(Aim of the exercise) Rewrite the lines from the one with "Analyze the provided image to locate every occurrence of sky." to the one with "[677,202,694,214]" in the records below, changing "beach bag" to "tote bag" and leaving everything else the same. Give only those lines.

(Data provided)

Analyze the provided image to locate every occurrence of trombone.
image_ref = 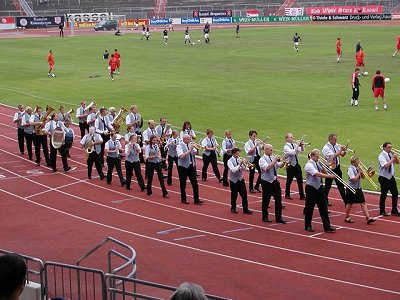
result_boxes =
[318,157,356,194]
[358,160,378,190]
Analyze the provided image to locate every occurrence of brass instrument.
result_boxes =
[358,160,378,190]
[83,101,96,113]
[111,107,128,132]
[35,105,54,135]
[318,157,356,194]
[239,156,255,169]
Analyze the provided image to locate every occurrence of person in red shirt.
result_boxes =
[393,35,400,57]
[114,49,121,74]
[336,38,342,63]
[372,70,387,110]
[108,54,118,80]
[47,50,56,77]
[356,47,365,75]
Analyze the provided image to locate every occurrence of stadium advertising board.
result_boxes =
[193,9,233,18]
[306,5,383,16]
[181,18,200,24]
[150,19,169,25]
[212,17,232,23]
[311,14,392,21]
[0,17,15,29]
[15,16,64,28]
[65,13,112,23]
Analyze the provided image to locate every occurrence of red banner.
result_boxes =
[306,5,383,16]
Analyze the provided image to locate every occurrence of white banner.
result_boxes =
[285,7,304,16]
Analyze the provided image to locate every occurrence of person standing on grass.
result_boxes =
[344,155,376,224]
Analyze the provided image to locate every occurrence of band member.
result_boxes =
[304,149,336,232]
[13,104,25,154]
[104,132,126,186]
[29,106,50,167]
[259,144,286,224]
[222,130,235,186]
[94,107,112,164]
[144,135,168,198]
[227,147,253,214]
[344,155,375,224]
[179,121,196,140]
[156,117,172,170]
[244,130,261,193]
[283,132,306,200]
[44,114,71,172]
[176,134,203,204]
[125,133,146,192]
[165,130,179,185]
[80,126,106,179]
[378,142,400,217]
[21,106,34,160]
[75,101,89,139]
[201,129,222,182]
[322,133,346,206]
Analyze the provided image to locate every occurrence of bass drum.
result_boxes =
[51,127,65,149]
[65,128,74,149]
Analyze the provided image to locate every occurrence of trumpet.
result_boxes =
[239,156,255,169]
[358,161,378,190]
[318,157,356,194]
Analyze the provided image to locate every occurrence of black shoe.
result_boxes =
[324,226,336,232]
[305,226,315,232]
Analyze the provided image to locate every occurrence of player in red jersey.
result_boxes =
[356,47,365,75]
[336,38,342,63]
[114,49,121,74]
[372,70,387,110]
[108,54,118,80]
[47,50,56,77]
[393,35,400,57]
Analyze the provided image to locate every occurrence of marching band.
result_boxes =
[13,101,400,232]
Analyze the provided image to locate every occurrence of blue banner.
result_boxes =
[181,18,200,24]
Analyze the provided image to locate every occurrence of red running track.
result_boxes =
[0,106,400,299]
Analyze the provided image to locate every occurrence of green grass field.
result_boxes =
[0,25,400,187]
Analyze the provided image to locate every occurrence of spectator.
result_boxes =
[0,254,27,300]
[169,282,208,300]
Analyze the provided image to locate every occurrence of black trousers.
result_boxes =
[79,121,89,139]
[304,185,331,229]
[325,165,346,204]
[249,156,261,191]
[125,160,145,190]
[229,179,249,211]
[222,153,232,185]
[106,156,125,185]
[201,151,221,180]
[178,164,199,202]
[17,127,25,154]
[33,134,50,165]
[147,162,168,196]
[24,132,33,160]
[285,164,304,198]
[261,180,282,220]
[87,150,104,178]
[378,176,399,213]
[351,88,360,100]
[50,141,68,171]
[167,155,178,185]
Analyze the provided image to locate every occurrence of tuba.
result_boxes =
[35,105,54,135]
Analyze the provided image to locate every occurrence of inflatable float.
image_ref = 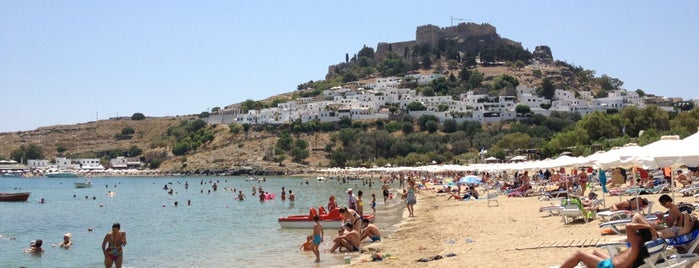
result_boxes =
[278,206,375,229]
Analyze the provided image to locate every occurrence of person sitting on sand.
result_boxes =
[561,222,656,268]
[609,197,648,211]
[359,219,381,242]
[339,207,362,233]
[675,170,692,188]
[24,239,44,254]
[631,213,694,238]
[330,223,361,253]
[299,235,313,251]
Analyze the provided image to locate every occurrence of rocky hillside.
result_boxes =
[0,116,328,174]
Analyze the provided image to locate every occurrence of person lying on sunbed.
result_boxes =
[561,222,657,268]
[609,197,648,211]
[631,213,694,238]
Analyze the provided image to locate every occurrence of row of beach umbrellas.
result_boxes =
[319,129,699,173]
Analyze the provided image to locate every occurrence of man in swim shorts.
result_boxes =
[359,219,381,242]
[330,223,361,253]
[102,223,126,268]
[561,222,657,268]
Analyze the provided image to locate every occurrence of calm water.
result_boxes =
[0,177,403,267]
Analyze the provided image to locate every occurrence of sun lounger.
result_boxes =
[599,215,658,234]
[680,185,699,196]
[665,229,699,253]
[596,201,653,222]
[641,238,699,268]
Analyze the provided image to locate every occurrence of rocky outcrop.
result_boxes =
[532,46,553,63]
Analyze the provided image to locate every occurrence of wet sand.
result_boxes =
[340,190,694,267]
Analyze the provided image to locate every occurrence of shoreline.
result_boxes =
[340,190,693,267]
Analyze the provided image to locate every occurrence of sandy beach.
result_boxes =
[346,190,694,267]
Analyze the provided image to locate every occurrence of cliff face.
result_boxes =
[0,116,329,175]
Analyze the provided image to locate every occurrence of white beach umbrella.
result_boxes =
[631,135,682,168]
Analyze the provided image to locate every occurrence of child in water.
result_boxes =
[371,193,376,214]
[299,235,313,251]
[313,215,325,262]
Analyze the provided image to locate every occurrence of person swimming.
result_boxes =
[102,223,126,268]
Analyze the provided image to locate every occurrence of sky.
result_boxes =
[0,0,699,132]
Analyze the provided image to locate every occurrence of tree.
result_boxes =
[442,119,457,133]
[10,143,44,163]
[131,113,146,121]
[406,101,427,111]
[291,139,310,163]
[425,120,439,133]
[357,45,374,59]
[537,77,556,100]
[275,131,293,152]
[400,122,414,134]
[515,104,531,116]
[126,145,143,157]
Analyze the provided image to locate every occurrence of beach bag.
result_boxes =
[677,202,694,214]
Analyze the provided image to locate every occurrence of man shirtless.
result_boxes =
[561,222,657,268]
[359,219,381,242]
[330,223,361,253]
[381,182,389,205]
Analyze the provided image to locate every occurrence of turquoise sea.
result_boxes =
[0,177,404,267]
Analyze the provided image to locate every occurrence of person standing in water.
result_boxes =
[102,223,126,268]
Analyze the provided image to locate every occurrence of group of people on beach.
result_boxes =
[24,223,126,268]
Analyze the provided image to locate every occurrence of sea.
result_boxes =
[0,176,404,267]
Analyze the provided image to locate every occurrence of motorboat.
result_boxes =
[73,181,92,188]
[46,170,78,178]
[277,207,375,229]
[0,192,31,202]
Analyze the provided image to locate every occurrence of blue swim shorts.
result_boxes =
[597,258,614,268]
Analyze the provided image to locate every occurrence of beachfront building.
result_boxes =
[54,157,80,169]
[27,159,51,169]
[77,158,104,170]
[204,74,688,127]
[109,156,144,169]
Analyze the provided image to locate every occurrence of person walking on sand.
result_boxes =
[405,180,417,217]
[357,191,364,216]
[313,215,325,262]
[381,181,388,205]
[102,223,126,268]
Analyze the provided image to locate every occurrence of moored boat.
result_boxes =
[277,208,375,229]
[0,192,31,202]
[46,170,78,178]
[73,181,92,188]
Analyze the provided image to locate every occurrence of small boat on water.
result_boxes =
[73,181,92,188]
[277,207,375,229]
[0,192,31,202]
[46,170,78,178]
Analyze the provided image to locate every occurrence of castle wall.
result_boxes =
[374,41,416,59]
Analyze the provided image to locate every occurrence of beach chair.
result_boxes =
[680,185,699,196]
[559,199,595,224]
[640,238,699,268]
[485,191,500,207]
[599,215,658,234]
[665,229,699,253]
[596,201,654,222]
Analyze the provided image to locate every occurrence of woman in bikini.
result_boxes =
[102,223,126,268]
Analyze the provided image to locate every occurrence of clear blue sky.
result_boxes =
[0,0,699,132]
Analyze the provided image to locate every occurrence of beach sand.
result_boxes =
[352,190,694,267]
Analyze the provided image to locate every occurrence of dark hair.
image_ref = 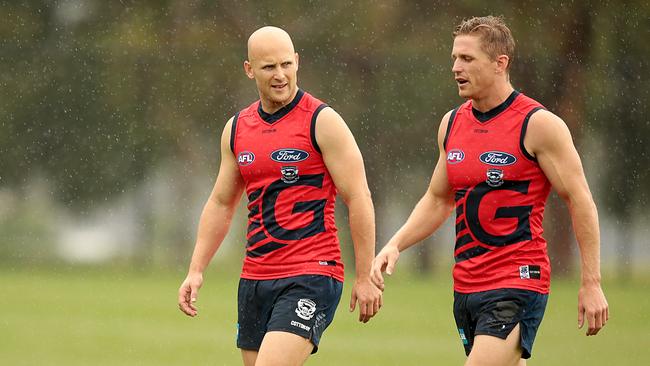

(Answer to this task)
Analyze the provided image to locate every occurrence of sky.
result_boxes =
[0,0,699,132]
Analyze the provided image to locate every occurrence of tree.
result_boxes =
[442,119,457,133]
[10,143,44,163]
[131,113,146,121]
[406,101,427,111]
[291,139,310,163]
[425,120,439,133]
[357,45,374,59]
[537,77,556,100]
[275,131,293,152]
[400,122,414,134]
[515,104,531,116]
[126,145,143,157]
Analyze the provided image to locate every occurrence of tote bag.
result_boxes =
[677,202,694,214]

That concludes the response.